Nelle notti seguenti, i soldati si sistemarono nei sacchi a pelo disposti lungo

gli argini del Po e, parte di loro, sui fienili e nelle stalle del paese.

I Comandanti della Divisione si stabilirono proprio vicino a casa mia, dove

abitava un negoziante di bestiame che aveva due figlie.

Queste mi tenevano sempre con loro e, in quell’occasione, mi fecero cantare

davanti agli Ufficiali le canzoni: “Giornale in mano”, “La sigaretta”, “Noi all’assalto

alla baionetta”,“Come le mosche ci tocca morire e gli imboscati stanno a divertire”.

C’era anche un Generale dalla grossa pancia, baffoni e barba folta che,

come premio, mi regalò una moneta da cinquanta centesimi d’argento.

La musica mi conquistò sin da piccolo.

Iniziai ad apprezzarla proprio grazie a mia madre.

La adorava così tanto che, nel 1920, sistemò nel cortile di casa un padiglione

in legno coperto da tendoni e illuminato con fanali a carburo.

Si ballava tutte le domeniche con vari musicisti che arrivavano dai paesi vicini

e io stavo ore e ore ad ascoltarli.

Fra loro suonavano pure i padri di Gorni Kramer e Wolmer Beltrami.

Fu così che mi appassionai alla fisarmonica e cominciai a prendere lezioni

dal maestro Baruffaldi che abitava a S. Matteo (a 6 Km da Bellaguarda).

Spesso dovevo andarci a piedi perché non possedevo nemmeno una bicicletta.

Erano tempi di povertà, a volte il maestro non aveva neanche la carta da musica!

* **DATI REGISTRATI**
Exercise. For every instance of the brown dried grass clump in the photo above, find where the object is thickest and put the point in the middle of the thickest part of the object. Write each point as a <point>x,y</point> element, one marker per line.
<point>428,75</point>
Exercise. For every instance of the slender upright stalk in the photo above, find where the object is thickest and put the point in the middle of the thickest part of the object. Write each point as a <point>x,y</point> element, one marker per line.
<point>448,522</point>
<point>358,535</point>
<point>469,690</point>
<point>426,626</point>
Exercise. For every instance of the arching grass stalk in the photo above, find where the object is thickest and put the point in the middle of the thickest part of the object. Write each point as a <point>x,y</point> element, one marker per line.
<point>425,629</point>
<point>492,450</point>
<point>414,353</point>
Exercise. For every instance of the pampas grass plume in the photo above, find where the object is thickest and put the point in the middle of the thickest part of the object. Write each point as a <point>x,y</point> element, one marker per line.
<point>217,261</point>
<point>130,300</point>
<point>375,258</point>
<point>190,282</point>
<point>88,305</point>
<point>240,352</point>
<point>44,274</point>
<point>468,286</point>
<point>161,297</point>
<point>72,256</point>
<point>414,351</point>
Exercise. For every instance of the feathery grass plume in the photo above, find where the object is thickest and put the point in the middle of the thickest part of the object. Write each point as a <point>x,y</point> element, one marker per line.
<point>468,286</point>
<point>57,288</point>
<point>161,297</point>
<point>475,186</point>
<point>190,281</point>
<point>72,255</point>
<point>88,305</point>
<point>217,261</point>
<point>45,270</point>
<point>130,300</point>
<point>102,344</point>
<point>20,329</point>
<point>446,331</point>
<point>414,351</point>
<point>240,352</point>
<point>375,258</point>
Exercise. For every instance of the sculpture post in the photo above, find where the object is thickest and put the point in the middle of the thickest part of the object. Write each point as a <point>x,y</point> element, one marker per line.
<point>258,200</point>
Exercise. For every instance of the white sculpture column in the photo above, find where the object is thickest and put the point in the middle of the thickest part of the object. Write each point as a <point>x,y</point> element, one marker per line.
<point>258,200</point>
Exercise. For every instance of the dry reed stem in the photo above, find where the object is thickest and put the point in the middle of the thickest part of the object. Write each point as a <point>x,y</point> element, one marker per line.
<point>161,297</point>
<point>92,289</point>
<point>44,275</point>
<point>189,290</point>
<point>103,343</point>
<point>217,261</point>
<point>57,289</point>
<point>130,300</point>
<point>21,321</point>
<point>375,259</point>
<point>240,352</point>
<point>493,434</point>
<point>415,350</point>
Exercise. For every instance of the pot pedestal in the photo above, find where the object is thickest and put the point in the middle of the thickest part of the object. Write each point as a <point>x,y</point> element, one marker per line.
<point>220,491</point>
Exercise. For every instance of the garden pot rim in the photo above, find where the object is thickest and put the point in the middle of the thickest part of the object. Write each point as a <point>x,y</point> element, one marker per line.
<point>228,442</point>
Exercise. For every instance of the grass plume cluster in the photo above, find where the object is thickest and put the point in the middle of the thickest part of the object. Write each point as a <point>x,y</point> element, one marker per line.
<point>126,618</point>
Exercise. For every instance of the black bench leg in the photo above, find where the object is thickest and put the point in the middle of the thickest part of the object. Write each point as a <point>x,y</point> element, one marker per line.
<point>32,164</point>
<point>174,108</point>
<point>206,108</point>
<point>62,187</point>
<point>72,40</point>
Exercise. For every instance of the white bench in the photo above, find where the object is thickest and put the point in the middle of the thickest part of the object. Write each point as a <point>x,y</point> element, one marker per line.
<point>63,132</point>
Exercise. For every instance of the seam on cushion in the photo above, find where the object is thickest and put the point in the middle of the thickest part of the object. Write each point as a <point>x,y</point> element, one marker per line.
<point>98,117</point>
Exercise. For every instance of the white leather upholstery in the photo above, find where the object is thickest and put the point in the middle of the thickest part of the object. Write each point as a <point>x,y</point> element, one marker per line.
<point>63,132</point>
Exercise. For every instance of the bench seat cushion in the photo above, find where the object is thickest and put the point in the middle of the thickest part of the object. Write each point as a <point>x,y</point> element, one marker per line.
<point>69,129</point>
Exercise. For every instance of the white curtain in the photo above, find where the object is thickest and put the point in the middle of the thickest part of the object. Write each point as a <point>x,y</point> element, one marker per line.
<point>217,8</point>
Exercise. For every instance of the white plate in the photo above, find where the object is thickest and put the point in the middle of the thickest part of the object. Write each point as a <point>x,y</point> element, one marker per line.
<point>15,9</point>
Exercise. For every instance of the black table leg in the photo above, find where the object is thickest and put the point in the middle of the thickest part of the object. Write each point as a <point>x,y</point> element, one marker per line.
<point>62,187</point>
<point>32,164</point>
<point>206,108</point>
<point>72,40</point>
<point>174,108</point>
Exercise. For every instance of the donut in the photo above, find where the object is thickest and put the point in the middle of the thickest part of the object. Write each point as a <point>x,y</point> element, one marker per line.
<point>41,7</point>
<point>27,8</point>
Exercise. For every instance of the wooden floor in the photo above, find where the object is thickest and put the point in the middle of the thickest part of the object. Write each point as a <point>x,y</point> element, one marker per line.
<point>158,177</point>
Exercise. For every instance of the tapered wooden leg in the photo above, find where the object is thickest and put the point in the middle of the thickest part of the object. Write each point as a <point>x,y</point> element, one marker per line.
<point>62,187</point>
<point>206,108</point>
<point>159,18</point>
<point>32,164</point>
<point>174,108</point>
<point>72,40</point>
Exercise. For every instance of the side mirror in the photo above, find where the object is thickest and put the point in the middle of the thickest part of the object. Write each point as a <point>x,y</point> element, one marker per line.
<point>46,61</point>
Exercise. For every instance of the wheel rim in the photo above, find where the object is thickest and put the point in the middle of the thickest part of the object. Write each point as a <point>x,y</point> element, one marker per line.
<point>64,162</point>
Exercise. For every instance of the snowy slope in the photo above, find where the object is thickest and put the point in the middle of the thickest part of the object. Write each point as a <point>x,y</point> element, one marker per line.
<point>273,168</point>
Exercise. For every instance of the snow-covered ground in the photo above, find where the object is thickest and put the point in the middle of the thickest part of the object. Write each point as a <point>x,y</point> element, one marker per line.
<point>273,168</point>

* **COSE DA FARE**
**A.** Estrai dal brano di partenza, parola per parola, il tratto che va da "Spesso dovevo andarci" fino a "carta da musica!" compreso.
**B.** Ricopia tali e quali le righe delle registrazioni dalla riga che contiene "Exercise. For every instance of the white plate" fino alla riga che contiene "<point>46,61</point>", entrambe comprese.

* **ELENCO RISPOSTE**
**A.**
Spesso dovevo andarci a piedi perché non possedevo nemmeno una bicicletta.

Erano tempi di povertà, a volte il maestro non aveva neanche la carta da musica!

**B.**
Exercise. For every instance of the white plate in the photo above, find where the object is thickest and put the point in the middle of the thickest part of the object. Write each point as a <point>x,y</point> element, one marker per line.
<point>15,9</point>
Exercise. For every instance of the black table leg in the photo above, find where the object is thickest and put the point in the middle of the thickest part of the object. Write each point as a <point>x,y</point> element, one marker per line.
<point>62,187</point>
<point>32,164</point>
<point>206,108</point>
<point>72,40</point>
<point>174,108</point>
Exercise. For every instance of the donut in the photo above, find where the object is thickest and put the point in the middle of the thickest part of the object. Write each point as a <point>x,y</point> element, one marker per line.
<point>41,7</point>
<point>27,8</point>
Exercise. For every instance of the wooden floor in the photo above, find where the object is thickest and put the point in the middle of the thickest part of the object. Write each point as a <point>x,y</point> element, one marker per line.
<point>158,177</point>
Exercise. For every instance of the tapered wooden leg in the photo above, find where the object is thickest and put the point in the middle of the thickest part of the object. Write each point as a <point>x,y</point> element, one marker per line.
<point>62,187</point>
<point>206,108</point>
<point>159,18</point>
<point>32,164</point>
<point>174,108</point>
<point>72,40</point>
Exercise. For every instance of the side mirror in the photo above, find where the object is thickest and put the point in the middle of the thickest part of the object. Write each point as a <point>x,y</point> element, one marker per line.
<point>46,61</point>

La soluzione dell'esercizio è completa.